__The tasks__
A: In the Kaliningrad travel account, reproduce the passage that opens with the words "Intro Photo Day" and closes with "on our own.", swapping "Kaliningrad" for "Königsberg".
B: Render this sentence from the Kaliningrad travel account in Spanish: "It was also interesting to see a sprinkling streetcar."
C: Continue the Kaliningrad travel account from its final sentence.

━━━━━ Text segment

Individual city tour outside the official program.
Intro Photo Day 1 Day 2 Day 3 Day 4 Day 5
Streetcar passes through Brandenburg Gate in Kaliningrad Sprinkling tram turns towards 9th April Street

On Saturday May 1, 2004, ten countries (including ours) celebrated their admission to the EU. But we did not feel anything special in Russia. We have traveled along the railroads, which were in today's program, already and so we (four Czechs, split in two pairs) were free to explore Kaliningrad on our own.

What we saw is shown in a gallery. The strongest impressions were from a May Day parade (they also have democracy, so it cannot match with organized celebrations from the 1980s, but it was still worth it) and unfinished city hall. It was also interesting to see a sprinkling streetcar. Of course, we also saw classical monuments, such as several gates from the 19th century. There aren't however many original buildings left. Several book stores were selling an excellent Atlas of Railroads in Russia, CIS and Baltic States.

In the afternoon, we were supposed to take a bus somewhere outside the city (we do not know exactly where), but our bus got broken shortly after departure and we had to return. Sightseeing continued. When coming back, we saw a huge highway bridge over the Pregel river, destroyed during the war (Melioratyivnaya Street). We also traveled through several streetcar and trolleybus lines, walked around the old city (e.g. at the University), to a market place and finally we searched for an internet cafe (and found it right next to the hotel).

━━━━━━━━━━
━━━━━ Extracted material

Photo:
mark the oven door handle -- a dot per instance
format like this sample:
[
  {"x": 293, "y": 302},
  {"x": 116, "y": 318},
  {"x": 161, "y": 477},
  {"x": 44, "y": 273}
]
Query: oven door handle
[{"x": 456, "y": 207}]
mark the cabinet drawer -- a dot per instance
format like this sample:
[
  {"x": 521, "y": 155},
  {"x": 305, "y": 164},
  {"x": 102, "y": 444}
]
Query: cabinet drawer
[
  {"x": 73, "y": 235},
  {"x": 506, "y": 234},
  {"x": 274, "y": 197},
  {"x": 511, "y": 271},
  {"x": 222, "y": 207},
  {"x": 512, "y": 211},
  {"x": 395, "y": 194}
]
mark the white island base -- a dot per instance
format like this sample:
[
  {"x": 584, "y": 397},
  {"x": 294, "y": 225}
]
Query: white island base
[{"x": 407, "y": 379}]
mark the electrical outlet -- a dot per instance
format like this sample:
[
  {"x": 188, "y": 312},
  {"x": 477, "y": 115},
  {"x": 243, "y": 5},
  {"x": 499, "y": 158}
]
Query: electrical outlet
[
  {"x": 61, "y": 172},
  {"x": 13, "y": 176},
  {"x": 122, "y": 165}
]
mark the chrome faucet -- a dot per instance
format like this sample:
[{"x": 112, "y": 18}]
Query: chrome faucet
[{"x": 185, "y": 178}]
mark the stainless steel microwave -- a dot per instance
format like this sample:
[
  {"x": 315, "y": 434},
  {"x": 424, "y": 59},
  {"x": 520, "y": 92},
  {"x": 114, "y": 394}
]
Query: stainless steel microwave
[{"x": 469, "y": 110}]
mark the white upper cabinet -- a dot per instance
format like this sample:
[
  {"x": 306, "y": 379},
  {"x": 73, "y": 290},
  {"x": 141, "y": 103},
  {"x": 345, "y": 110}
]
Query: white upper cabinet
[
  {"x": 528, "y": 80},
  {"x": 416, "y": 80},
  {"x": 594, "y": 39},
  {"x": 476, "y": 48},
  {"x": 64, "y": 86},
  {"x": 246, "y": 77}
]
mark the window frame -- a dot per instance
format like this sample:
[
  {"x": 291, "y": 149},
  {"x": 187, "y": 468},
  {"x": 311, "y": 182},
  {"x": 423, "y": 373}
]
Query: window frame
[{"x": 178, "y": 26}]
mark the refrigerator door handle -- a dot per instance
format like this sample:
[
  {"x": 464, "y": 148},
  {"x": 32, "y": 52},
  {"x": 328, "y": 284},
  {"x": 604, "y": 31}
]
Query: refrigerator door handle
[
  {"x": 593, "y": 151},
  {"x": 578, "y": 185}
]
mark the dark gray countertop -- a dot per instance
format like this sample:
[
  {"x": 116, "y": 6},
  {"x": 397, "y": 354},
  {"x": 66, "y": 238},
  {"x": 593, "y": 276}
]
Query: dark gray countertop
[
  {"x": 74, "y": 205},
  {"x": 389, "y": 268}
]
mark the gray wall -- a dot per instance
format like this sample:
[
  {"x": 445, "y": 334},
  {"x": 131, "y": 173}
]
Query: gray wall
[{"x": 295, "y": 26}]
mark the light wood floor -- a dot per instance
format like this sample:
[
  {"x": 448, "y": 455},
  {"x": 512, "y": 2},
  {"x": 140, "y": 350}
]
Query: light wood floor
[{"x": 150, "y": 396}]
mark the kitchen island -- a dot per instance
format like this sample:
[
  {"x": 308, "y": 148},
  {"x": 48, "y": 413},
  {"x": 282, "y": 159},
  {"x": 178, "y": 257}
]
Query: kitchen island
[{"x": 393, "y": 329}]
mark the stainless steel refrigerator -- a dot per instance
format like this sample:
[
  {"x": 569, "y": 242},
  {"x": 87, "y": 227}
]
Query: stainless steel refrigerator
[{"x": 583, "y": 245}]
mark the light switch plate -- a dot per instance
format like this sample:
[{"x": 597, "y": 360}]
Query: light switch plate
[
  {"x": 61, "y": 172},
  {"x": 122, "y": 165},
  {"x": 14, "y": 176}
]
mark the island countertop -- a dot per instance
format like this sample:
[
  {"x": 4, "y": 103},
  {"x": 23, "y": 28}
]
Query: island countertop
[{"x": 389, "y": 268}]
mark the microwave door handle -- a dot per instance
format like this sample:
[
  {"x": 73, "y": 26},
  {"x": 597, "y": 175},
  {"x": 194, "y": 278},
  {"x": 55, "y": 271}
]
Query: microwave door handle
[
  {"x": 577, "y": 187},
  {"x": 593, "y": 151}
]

━━━━━━━━━━

__Answers to each task__
A:
Intro Photo Day 1 Day 2 Day 3 Day 4 Day 5
Streetcar passes through Brandenburg Gate in Königsberg Sprinkling tram turns towards 9th April Street

On Saturday May 1, 2004, ten countries (including ours) celebrated their admission to the EU. But we did not feel anything special in Russia. We have traveled along the railroads, which were in today's program, already and so we (four Czechs, split in two pairs) were free to explore Königsberg on our own.

B: También fue interesante ver un tranvía regador.

C:
Various curiosities, not only transport-related:

  • Buses in Kaliningrad are generally in a poor condition. Most of them come from Western Europe and sometimes it is possible to see names and advertisements of previous owners (though they remove them carefully). Buses run slowly and break down frequently.
  • Streetcars and trolleybuses are in a worse condition than buses - they run slower, are less used and are in a worse condition. Streetcar lines are being closed.
  • Tickets in public transport are sold by conductors. A single ticket costs 7 RUR (about USD 0.30). A passenger gets on, sits down (if there is place) and a conductor approaches him in a few moments. There are two types of tickets - for buses (issued by Ministry of Transport) and for streetcars and trolleybuses (issued by Kaliningrad Transit Authority).